EXTRACTED INFORMATION:
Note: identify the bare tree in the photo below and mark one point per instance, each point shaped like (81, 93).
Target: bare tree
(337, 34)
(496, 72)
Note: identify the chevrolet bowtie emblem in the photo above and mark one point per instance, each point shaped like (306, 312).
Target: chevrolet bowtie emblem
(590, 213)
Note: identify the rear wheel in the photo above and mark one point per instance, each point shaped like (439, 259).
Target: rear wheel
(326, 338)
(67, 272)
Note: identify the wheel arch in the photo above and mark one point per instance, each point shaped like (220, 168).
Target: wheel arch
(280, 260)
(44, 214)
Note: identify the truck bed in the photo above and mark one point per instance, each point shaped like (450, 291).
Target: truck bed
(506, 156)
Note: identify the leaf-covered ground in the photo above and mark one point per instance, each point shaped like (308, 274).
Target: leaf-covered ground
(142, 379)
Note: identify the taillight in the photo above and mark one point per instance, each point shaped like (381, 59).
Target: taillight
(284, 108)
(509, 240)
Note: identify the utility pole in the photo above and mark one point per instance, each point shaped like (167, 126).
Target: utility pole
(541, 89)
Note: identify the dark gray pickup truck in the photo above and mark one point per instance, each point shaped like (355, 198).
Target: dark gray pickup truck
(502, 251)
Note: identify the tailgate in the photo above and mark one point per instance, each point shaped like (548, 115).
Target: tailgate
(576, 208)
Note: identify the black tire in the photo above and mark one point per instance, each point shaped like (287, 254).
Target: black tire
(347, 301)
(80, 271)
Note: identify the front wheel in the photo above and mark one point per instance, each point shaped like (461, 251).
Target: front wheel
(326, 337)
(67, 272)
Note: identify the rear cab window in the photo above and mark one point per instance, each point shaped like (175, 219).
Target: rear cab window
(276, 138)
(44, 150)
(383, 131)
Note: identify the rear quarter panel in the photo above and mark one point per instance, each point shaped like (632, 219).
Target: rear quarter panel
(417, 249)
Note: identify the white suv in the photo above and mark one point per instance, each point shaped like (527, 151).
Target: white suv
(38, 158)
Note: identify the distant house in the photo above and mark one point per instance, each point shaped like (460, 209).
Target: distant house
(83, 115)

WRITTEN INSTRUCTION:
Convert all the records above into a two-column CSV with the header input,output, giving one row per record. Put each record's text under input and its answer under output, each as a single quoted field with line breaks replaced by spaces.

EXPECTED ANSWER:
input,output
"Note: identify the bare tree in the photo below and mark one point per instance, each point shaped like (81, 93). Target: bare tree","(337, 34) (496, 72)"
"Note: identify the chevrolet bowtie emblem in the photo above and mark one point per instance, each point shaped like (306, 312). Target: chevrolet bowtie emblem","(590, 213)"
"Note: identify the rear wheel in the photo above and mark one point per instance, each point shaped like (439, 259). Target: rear wheel","(326, 338) (67, 272)"
"Note: identify the wheel arch in the photo above and mark one point per instance, each point shaped like (220, 168). Target: wheel arch","(280, 260) (44, 214)"
"Note: identify the truck bed in the photo above and mark one point per instance, each point shaped like (450, 291). Target: truck bed","(506, 156)"
"Note: identify the leaf-covered ground in the photo above and mark one point per instance, each point shaped like (308, 274). Target: leaf-covered ground","(142, 379)"
"Note: identify the taillight in the photo above and mark one point per instance, each point shaped like (381, 59). Target: taillight","(284, 108) (509, 240)"
"Note: identify the utility pole in the photo above and mark one point per instance, each point shaped like (167, 126). Target: utility pole","(541, 89)"
"Note: identify the dark gray pickup truck in the photo above and mark one point per instance, each point shaped like (355, 198). Target: dark gray pickup truck","(502, 251)"
"Note: identify the tailgate in the photo above and mark one point per instance, each point shaped like (548, 115). Target: tailgate","(576, 208)"
"Note: identify the black tire in the photo above and mark one point per instance, each point shaped like (287, 254). Target: black tire","(347, 301) (80, 271)"
"Note: identify the front wheel in the photo above and mark one point per instance, each point shaped like (461, 251). Target: front wheel","(326, 337) (67, 272)"
"Note: identify the rear cab window in the photo above and mark one point per instance, each point shaped like (175, 219). Target: rear cab window","(276, 138) (44, 150) (383, 131)"
"Note: identify the rear quarter panel in the photo above and mark one point per instance, each point shaped like (632, 219). Target: rear quarter panel","(417, 249)"
"Note: identify the white suv in the photo above and mark one point per instance, each point shaped like (527, 151). Target: white suv","(38, 158)"
"Note: identify the distant house in the photo above and mark one point per instance, each point shaped like (460, 209). Target: distant house","(83, 115)"